[Start Data entries]
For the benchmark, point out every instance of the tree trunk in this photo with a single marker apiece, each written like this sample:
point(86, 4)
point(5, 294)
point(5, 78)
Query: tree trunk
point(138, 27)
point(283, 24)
[End Data entries]
## Exercise aim
Write out the lines above as a numbered list, leaving out any blank lines.

## Output of the task
1. For the benchmark, point out every instance of the tree trunk in this photo with a single marker apiece, each written like this sample:
2. point(86, 4)
3. point(5, 294)
4. point(5, 78)
5. Query: tree trunk
6. point(138, 27)
7. point(283, 24)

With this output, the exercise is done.